Copy all of the items below word for word, leaving out the pictures.

** Start of INPUT MATERIAL **

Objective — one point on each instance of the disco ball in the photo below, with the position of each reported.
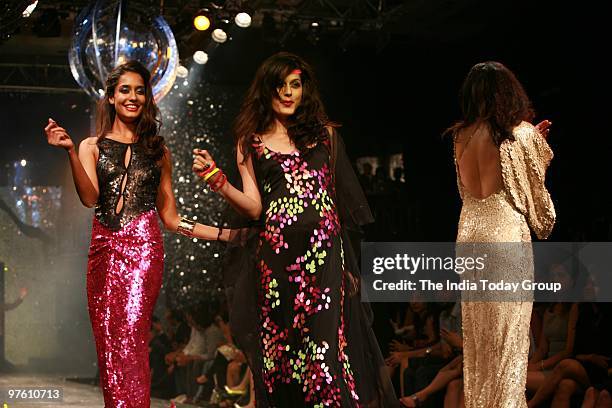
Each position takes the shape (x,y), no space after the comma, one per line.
(108,33)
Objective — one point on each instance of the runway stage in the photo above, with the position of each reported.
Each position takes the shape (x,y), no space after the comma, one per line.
(75,395)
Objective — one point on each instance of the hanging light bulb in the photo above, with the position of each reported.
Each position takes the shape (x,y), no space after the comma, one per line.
(243,20)
(201,22)
(200,57)
(219,35)
(182,72)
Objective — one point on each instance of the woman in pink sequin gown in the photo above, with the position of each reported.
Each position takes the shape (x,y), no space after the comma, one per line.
(125,172)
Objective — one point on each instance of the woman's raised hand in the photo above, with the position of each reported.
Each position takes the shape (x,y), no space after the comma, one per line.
(57,136)
(544,127)
(202,161)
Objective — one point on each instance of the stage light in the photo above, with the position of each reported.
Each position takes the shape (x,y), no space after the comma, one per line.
(201,23)
(243,20)
(200,57)
(219,36)
(28,11)
(182,72)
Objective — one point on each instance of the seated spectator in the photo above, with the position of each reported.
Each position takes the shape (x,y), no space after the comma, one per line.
(556,344)
(589,363)
(187,363)
(162,383)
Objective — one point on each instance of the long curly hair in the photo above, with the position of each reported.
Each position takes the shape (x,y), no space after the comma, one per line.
(306,126)
(491,94)
(149,122)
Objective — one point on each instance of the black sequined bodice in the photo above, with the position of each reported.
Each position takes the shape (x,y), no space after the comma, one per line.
(126,191)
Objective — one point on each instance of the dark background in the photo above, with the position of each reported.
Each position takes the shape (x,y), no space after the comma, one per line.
(395,90)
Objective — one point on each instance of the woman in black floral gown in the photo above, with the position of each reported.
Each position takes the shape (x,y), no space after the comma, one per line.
(296,309)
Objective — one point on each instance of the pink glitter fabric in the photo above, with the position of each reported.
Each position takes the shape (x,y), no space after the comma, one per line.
(124,277)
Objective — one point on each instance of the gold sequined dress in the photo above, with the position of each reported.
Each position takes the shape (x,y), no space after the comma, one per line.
(496,333)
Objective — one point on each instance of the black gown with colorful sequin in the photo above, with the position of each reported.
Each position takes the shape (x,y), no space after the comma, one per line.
(296,309)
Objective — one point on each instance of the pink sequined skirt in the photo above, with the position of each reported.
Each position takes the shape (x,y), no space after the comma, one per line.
(124,276)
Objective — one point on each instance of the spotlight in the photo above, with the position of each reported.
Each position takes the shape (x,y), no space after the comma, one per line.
(182,72)
(243,20)
(219,36)
(28,11)
(201,22)
(200,57)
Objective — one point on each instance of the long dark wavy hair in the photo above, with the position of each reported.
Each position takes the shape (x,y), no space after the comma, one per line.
(306,126)
(492,95)
(149,122)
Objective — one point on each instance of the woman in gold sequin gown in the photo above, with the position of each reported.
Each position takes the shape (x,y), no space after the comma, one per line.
(501,161)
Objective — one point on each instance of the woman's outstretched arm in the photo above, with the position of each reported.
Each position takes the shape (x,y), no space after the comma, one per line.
(248,201)
(82,164)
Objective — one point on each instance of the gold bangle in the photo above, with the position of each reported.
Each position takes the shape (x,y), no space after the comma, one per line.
(209,175)
(186,227)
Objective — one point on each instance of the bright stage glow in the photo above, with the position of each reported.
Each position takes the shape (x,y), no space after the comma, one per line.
(219,36)
(243,20)
(28,11)
(200,57)
(201,23)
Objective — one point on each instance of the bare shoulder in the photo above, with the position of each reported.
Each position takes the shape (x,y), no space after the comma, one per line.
(524,131)
(90,143)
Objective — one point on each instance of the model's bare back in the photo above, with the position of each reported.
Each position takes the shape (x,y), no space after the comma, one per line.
(478,162)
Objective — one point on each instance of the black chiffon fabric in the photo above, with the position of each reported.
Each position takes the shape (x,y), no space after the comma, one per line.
(292,280)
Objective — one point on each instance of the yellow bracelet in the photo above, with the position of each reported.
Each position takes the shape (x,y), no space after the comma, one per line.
(209,175)
(186,227)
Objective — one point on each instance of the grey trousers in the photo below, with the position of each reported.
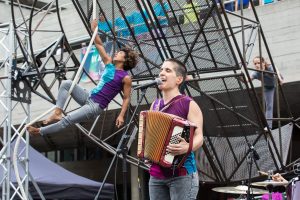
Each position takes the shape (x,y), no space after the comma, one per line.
(175,188)
(88,110)
(269,102)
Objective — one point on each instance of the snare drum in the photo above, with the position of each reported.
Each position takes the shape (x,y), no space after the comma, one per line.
(293,189)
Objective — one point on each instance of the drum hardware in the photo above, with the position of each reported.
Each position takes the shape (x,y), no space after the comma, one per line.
(240,189)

** End of INPUT MATERIAL **

EXPECTED ANSWER:
Objective — one point on each instance of the disco ball in the photo below, with the position of each reported.
Each position takes the shape (x,y), no space after the comma, one per line.
(108,33)
Objective — one point on each instance of the runway stage in the photo above, with the position of each reported.
Each position takes the shape (x,y), no space after the comma, one per line.
(75,395)
Objective — one point on each instance of the hanging light bulb in the photo above, with the position of each reported.
Each position takes the shape (x,y), no space after the comma, one per line.
(243,20)
(201,22)
(200,57)
(219,35)
(182,72)
Objective — one point on each instance of the woman in pink sequin gown in the photo above, with the position of each reported.
Each position takes the shape (x,y), no space after the comma, one per line.
(125,172)
Objective — one point on each instance of the woman's raised hand in the photo above, with the position of each reported.
Each position takes the shape (x,y), no space after the comma, one per line.
(57,136)
(544,127)
(202,161)
Objective — one point on each instance of the stage light in the photo above, with the position of each reported.
Each position takes the shape (x,y), no space after the comma, one per line.
(201,23)
(243,20)
(200,57)
(219,36)
(28,11)
(182,72)
Objective — one point on each instance of the seated spectator in the photo above, with the position of each reported.
Each position takes the shape (x,y), no space after the comma, one per line.
(556,344)
(589,363)
(187,363)
(162,383)
Objective — one point on each instance of the long curly hair in the photo above, with the position of each reported.
Each position takes the shape (x,y), no space after the comma, one per line.
(306,126)
(491,94)
(149,122)
Objective — one point on each instance of the black sequined bodice in the photo above, with the position of each reported.
Each position takes the shape (x,y), no space after the comma, one per line.
(126,191)
Objective — one point on each instance of the dark background in the photo above, with the position of each reported.
Each position takes the shape (x,y), no space after the comma, one per line.
(395,90)
Objective — one point on each instance of the woman in black floral gown in the photo above, with the position of each reported.
Each position takes the shape (x,y), no space after the comma, one per line.
(296,309)
Objective — one point on each instance of the pink glitter fabric in the photo above, with the position of each reported.
Each position takes the shape (x,y), no space after the comma, one per line.
(124,277)
Objective — one point on each instance of the gold sequined dress in the photo above, with the position of each reported.
Each position takes the shape (x,y), no space after the comma, one per line.
(496,333)
Objective — one point on each instance of the black gown with colorful sequin in the photo above, with the position of each reported.
Each position takes the shape (x,y), no space after the comma, one per line.
(296,309)
Objective — one point on each instance of the pink sequined skirt in the photo above, with the position of each reported.
Each position takes the shape (x,y), no space after the comma, one per line.
(124,276)
Objective — one point on each instance of the spotlight in the photo above, with the position of each reported.
Each position takes the shape (x,y), no space after the comma, one per line.
(182,72)
(243,20)
(219,36)
(28,11)
(201,22)
(200,57)
Objective — one point on each instance of the long dark wavy hair in the photo above, with the position of each reported.
Each position takes the shape (x,y), no space after the comma, one per line.
(306,126)
(492,95)
(149,122)
Objective — one point on each instance of the woman in gold sequin gown in the photo above, with the position of each reported.
Each position takes the shape (x,y), no space after the comma, one per line.
(501,161)
Objective — one point on each instance of the woman's outstretched arm in the photo above, with the position of each reported.
Each position takes the shape (x,y), no space after the comma, one per line.
(248,201)
(82,164)
Objective — one point on each instance of the gold bangle in the photo above, with the position of each reported.
Each position takes the shape (x,y), no space after the comma, one per line.
(209,175)
(186,227)
Objective — one point on each instance of the bright stage glow in the photo above, with the position of each reported.
Each position takes the shape (x,y), no space after the comma, one per line.
(219,36)
(243,20)
(28,11)
(200,57)
(201,23)
Objective — one point on each instance of the bare shoulder in the photo above, with the position of each reported.
Each position takes the shape (x,y), no space after the comma, one per line.
(524,131)
(90,143)
Objective — one point on each instance of the model's bare back in the photo above, with the position of each reported.
Each position takes the shape (x,y), no space after the comma, one per line.
(478,162)
Objective — one point on each instance of the black chiffon fabric in the photo above, with the position of each reported.
Each position takes the shape (x,y), no space after the comma, one per line.
(292,280)
Objective — one point on each instance of the yellow bracelet in the photo above, with the position of each reported.
Each position takes the shape (x,y), no space after the comma, one per line.
(209,175)
(186,227)
Objective — one point on each instance of the grey trousers in the photo below, with the position of each reported.
Each position takes the shape (x,y), no space after the comma, one per line.
(175,188)
(88,110)
(269,102)
Objective — one point on each instance of the snare drum in the photo above, with the position of each reported.
Each position takes the shape (x,y), no space after the comma, one per line.
(293,189)
Objective — one point on each instance of the drum hardware in the photo above, with the position of each reported.
Each position takes the shape (x,y), no space after the comma, one per line.
(240,189)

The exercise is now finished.